# [What the task asks]
Recreate the entire listing that appears below, exactly.

# [Records shown]
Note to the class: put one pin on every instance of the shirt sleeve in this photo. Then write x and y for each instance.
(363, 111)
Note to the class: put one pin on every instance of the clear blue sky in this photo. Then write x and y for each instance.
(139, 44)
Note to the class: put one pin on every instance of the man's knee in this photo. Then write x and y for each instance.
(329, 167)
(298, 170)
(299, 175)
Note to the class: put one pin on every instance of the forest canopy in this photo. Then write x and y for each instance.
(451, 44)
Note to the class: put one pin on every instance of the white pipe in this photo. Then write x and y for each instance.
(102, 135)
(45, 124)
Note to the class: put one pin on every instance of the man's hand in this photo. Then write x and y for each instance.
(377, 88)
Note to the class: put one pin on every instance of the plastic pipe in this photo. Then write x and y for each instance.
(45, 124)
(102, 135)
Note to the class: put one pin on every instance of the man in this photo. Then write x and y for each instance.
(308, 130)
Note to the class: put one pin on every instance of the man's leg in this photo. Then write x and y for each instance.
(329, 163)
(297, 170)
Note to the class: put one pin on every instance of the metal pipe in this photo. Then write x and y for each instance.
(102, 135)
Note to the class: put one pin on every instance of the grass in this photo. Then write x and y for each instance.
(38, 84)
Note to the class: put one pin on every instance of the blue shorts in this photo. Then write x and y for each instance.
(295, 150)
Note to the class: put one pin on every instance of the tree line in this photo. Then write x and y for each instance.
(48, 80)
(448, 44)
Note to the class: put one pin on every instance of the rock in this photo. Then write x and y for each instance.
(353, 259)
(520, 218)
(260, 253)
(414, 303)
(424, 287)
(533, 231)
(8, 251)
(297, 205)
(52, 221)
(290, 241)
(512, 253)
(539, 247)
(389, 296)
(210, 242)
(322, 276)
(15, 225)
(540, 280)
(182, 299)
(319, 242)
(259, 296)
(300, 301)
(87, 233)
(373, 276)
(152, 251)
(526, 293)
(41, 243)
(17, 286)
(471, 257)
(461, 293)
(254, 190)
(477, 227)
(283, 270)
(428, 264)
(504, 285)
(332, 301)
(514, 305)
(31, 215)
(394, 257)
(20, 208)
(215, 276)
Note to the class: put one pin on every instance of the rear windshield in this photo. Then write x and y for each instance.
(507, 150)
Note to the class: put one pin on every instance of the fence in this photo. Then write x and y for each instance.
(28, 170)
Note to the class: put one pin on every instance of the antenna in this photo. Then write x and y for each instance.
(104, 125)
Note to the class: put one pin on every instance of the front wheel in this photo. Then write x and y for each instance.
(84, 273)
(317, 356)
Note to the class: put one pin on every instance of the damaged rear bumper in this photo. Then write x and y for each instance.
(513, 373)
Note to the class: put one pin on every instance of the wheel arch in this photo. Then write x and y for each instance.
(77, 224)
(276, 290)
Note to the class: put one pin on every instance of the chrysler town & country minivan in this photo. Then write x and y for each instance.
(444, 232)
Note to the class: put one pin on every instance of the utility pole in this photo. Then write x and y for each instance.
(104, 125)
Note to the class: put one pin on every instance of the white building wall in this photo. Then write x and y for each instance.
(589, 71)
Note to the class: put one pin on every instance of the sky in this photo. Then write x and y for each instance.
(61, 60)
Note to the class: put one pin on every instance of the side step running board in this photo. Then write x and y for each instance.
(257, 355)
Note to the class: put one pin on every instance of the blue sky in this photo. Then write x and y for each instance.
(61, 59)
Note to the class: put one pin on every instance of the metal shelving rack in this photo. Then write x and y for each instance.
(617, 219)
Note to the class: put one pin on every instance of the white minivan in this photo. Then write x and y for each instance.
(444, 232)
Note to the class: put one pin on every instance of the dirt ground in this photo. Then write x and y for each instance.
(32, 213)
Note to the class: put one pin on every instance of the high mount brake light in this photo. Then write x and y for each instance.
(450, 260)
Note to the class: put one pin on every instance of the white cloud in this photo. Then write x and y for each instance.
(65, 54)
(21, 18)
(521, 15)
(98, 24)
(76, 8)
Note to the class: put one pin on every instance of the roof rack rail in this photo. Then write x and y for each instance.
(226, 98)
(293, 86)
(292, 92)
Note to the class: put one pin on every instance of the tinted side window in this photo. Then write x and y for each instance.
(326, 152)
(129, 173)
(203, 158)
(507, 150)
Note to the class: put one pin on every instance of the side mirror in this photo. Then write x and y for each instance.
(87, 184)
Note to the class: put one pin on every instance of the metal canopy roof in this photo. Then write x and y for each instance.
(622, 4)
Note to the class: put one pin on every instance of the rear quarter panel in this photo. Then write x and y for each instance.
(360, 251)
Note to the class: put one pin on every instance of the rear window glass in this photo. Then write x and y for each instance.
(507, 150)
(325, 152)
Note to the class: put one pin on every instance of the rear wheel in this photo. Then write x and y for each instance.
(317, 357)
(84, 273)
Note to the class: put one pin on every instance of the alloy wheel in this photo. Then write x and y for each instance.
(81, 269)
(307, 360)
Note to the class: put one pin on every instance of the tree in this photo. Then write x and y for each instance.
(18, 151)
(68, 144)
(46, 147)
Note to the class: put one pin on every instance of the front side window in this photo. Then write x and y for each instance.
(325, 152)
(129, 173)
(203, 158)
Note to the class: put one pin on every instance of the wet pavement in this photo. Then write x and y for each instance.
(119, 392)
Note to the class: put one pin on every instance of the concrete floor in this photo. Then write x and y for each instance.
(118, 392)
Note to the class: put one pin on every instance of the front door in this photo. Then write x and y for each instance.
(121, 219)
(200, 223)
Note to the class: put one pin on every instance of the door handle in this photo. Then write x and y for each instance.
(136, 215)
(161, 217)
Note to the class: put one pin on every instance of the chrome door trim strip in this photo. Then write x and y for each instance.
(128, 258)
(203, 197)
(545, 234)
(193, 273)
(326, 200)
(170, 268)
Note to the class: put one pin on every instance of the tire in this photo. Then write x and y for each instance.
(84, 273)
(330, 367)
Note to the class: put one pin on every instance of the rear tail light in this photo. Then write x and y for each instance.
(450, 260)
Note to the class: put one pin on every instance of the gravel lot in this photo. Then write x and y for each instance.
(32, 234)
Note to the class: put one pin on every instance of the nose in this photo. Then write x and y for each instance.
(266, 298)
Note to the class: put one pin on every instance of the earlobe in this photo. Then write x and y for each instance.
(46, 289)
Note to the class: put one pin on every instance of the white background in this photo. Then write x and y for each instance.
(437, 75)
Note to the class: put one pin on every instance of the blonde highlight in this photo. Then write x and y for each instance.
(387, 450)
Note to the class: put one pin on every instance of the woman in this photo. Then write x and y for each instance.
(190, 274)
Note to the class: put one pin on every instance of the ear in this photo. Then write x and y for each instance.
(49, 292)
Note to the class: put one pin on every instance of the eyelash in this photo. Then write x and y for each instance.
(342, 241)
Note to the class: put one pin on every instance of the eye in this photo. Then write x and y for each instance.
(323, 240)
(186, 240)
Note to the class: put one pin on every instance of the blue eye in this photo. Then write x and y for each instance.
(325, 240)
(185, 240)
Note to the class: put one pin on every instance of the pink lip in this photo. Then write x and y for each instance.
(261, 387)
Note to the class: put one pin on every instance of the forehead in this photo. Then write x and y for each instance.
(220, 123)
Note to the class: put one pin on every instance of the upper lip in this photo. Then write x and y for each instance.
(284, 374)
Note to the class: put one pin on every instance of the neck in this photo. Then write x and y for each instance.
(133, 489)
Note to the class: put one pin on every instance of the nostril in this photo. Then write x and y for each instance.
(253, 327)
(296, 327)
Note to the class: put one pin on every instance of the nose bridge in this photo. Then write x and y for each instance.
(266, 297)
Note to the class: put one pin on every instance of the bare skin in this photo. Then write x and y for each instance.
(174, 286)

# [Answer to this task]
Note to the class: put one pin on every instance of the shirt sleeve in this photo. Then write x and y for each instance.
(363, 111)
Note to the class: put one pin on every instance of the clear blue sky in this photo. Then write x and y for each instance.
(139, 44)
Note to the class: put one pin on every instance of the man's knee in this photo. Then write x and y for each instance.
(329, 167)
(298, 170)
(299, 175)
Note to the class: put one pin on every instance of the forest canopy in this photo. Then write x and y for each instance.
(451, 44)
Note to the class: put one pin on every instance of the white pipe in this photo. Then write x and y for each instance.
(102, 135)
(45, 124)
Note to the class: put one pin on every instance of the man's hand in this photo. Then write x and y for each instance.
(377, 88)
Note to the class: put one pin on every instance of the plastic pipe in this photo. Then write x and y for each instance.
(45, 124)
(102, 135)
Note to the class: put one pin on every instance of the man in this photo. Then write x and y for each instance.
(308, 130)
Note to the class: put one pin on every instance of the man's leg in this photo. Then write x and y for each instance.
(329, 163)
(297, 170)
Note to the class: put one pin on every instance of the metal pipe in this photo. Then write x and y for each instance.
(102, 135)
Note to the class: put one pin on every instance of the grass in this photo. Then write x and y for each instance.
(38, 84)
Note to the class: put one pin on every instance of the blue shorts in this photo. Then write x and y for each instance.
(295, 150)
Note to the class: put one pin on every instance of the tree line in this photo. Then write x and y for each instance.
(48, 80)
(448, 44)
Note to the class: put one pin on every instance of the rock in this photo. Then write x and y for each instance.
(353, 259)
(520, 218)
(260, 253)
(414, 303)
(424, 287)
(533, 231)
(8, 251)
(297, 205)
(52, 221)
(290, 241)
(512, 253)
(539, 247)
(389, 296)
(210, 242)
(322, 276)
(15, 225)
(540, 280)
(182, 299)
(319, 242)
(259, 296)
(300, 301)
(87, 233)
(373, 276)
(152, 251)
(526, 293)
(41, 243)
(17, 286)
(471, 257)
(461, 293)
(254, 190)
(477, 227)
(283, 270)
(428, 264)
(504, 285)
(332, 301)
(514, 305)
(31, 215)
(394, 257)
(20, 208)
(215, 276)
Note to the class: put one pin on every instance of the rear windshield in this photo. Then write x and y for each instance.
(507, 150)
Note to the class: put one pin on every instance of the fence in this photo. Then write x and y for each instance.
(28, 170)
Note to the class: put one pin on every instance of the antenna in this photo. Then write x and y for each instance.
(104, 125)
Note to the class: put one pin on every instance of the front wheel in this photo. Then write x and y for each instance.
(84, 273)
(317, 356)
Note to the class: put one pin on every instance of the damaged rear bumper in this photo. Then write x and y for each instance.
(513, 373)
Note to the class: put one pin on every instance of the wheel arch in this photo. Then write x and y for each instance.
(77, 224)
(276, 290)
Note to the class: put one pin on every instance of the chrysler town & country minivan in this photo. Then write x and y for each instance.
(444, 232)
Note to the class: put one pin on every instance of the utility pole in this photo. Then write x and y for each instance.
(104, 125)
Note to the class: put one pin on every instance of the white building wall in this photo. Then write x and y for each instance.
(589, 71)
Note to the class: put one pin on every instance of the sky in this photo. Then write x and y for each instance.
(61, 60)
Note to the class: put one pin on every instance of the side step running board in this photo. Then write x and y for each instance.
(257, 355)
Note to the class: put one pin on every instance of the blue sky in this photo. Then write x and y for each instance.
(61, 59)
Note to the class: put one pin on every instance of the metal shelving rack in this photo. Then write x and y for each instance.
(617, 219)
Note to the class: put one pin on every instance of the white minivan in this photo. Then write x and y for each instance.
(444, 232)
Note to the class: put one pin on every instance of the dirt ground in this photo. Then write x and y for each instance.
(32, 213)
Note to the class: put one pin on every instance of the high mount brake light in this photo. Then write x and y for each instance.
(450, 260)
Note to the class: put one pin on every instance of the white cloud in this photo. Then write x and y for each instance.
(65, 54)
(21, 18)
(521, 15)
(98, 24)
(76, 8)
Note to the class: put one pin on every instance of the roof rack rail in this photo. Then write x and y for each instance.
(226, 98)
(293, 86)
(292, 92)
Note to the class: put one pin on every instance of the tinted side window in this photo. Then write x and y for each instance.
(326, 152)
(129, 173)
(203, 158)
(507, 150)
Note to the class: put one pin on every instance of the side mirror in this photo. Then write x and y for each instance.
(87, 184)
Note to the class: put one pin on every instance of the metal canopy roof in this photo. Then write x and y for each instance.
(622, 4)
Note to the class: put one pin on every instance of the rear quarter panel in this photo. Then write x and y for each instance.
(360, 251)
Note to the class: put one pin on every instance of the rear window glass in this photo. Then write x and y for each instance.
(507, 150)
(325, 152)
Note to the class: put one pin on every instance of the rear wheel in this photo. Then write x and y for each instance.
(317, 357)
(84, 273)
Note to the class: put one pin on every instance of the alloy wheel in this photo. Then write x and y for each instance.
(81, 269)
(307, 360)
Note to the class: put one pin on every instance of the tree in this photo. Then write x and y for each instance.
(18, 151)
(68, 144)
(46, 147)
Note to the class: put one pin on every instance of the front side window in this photo. Then write x and y for each instance.
(325, 152)
(129, 173)
(203, 158)
Note to the class: put one pin on every instance of the wet pavement in this photo. Then write x and y for each instance.
(119, 392)
Note to the class: put one pin on every instance of the concrete floor in this photo. Then write x and y for each instance.
(118, 392)
Note to the class: put one pin on every instance of the front door in this photo. Then write x and y for each instance.
(121, 219)
(200, 223)
Note to the class: put one pin on every instance of the door handle in this photo. Then write x and y for each instance.
(136, 215)
(161, 217)
Note to the class: put one pin on every instance of the chrome door trim strip in this photo. Then write x and y for each instance.
(128, 258)
(203, 197)
(545, 234)
(193, 273)
(326, 200)
(170, 268)
Note to the class: put one pin on every instance of the tire in this photo. Then write x and y for each instance.
(84, 273)
(330, 367)
Note to the class: put one pin on every instance of the rear tail light in this photo. Then write x and y for each instance.
(450, 260)
Note to the class: put one pin on every instance of the gravel lot in this photo. Then write x and y for each instance.
(32, 234)
Note to the class: put one pin on every instance of the nose in this photo. Then write x and y for each instance.
(266, 298)
Note to the class: put one pin on every instance of the earlobe in this photo. Then write x and y for each instance.
(46, 289)
Note to the class: put one pin on every instance of the white background in this photo. Then write x and y for each instance.
(437, 75)
Note to the class: put one pin on every instance of the blonde highlight in this photo. Then write x and y for each instance.
(387, 450)
Note to the class: put one pin on every instance of the woman in this photo. Then write x and y for each instance.
(190, 274)
Note to the class: put one pin on every instance of the ear in this photo. Then write x and y for each instance.
(49, 292)
Note to the class: put one pin on every instance of the eyelash in this photo. Then write x and y for each instance.
(342, 241)
Note to the class: put one pin on every instance of the eye in this photo. Then write x and y for each instance.
(323, 240)
(186, 240)
Note to the class: put one pin on every instance of the blue eye in this photo. Then write x and y for each instance.
(325, 240)
(185, 240)
Note to the class: put one pin on every instance of the pink lip in this photo. Then write x and y for each instance.
(261, 387)
Note to the class: put one pin on every instance of the forehead in this photo. Then write x and y for each instance.
(220, 123)
Note to the class: put one pin on every instance of the upper lip in this photo. Then write x and y for each instance.
(284, 374)
Note to the class: put one pin on every instance of the neck in this photo. Then write x and y for each instance.
(133, 489)
Note to the class: put one pin on every instance of the nostril in this photo. Then write x and y for each instance.
(253, 327)
(296, 327)
Note to the class: put one pin on every instance of the nose bridge in this photo. Then write x and y for each instance.
(266, 297)
Note to the class: put one pin on every instance of the bare skin in this photo. Then write x and y for each instance.
(174, 286)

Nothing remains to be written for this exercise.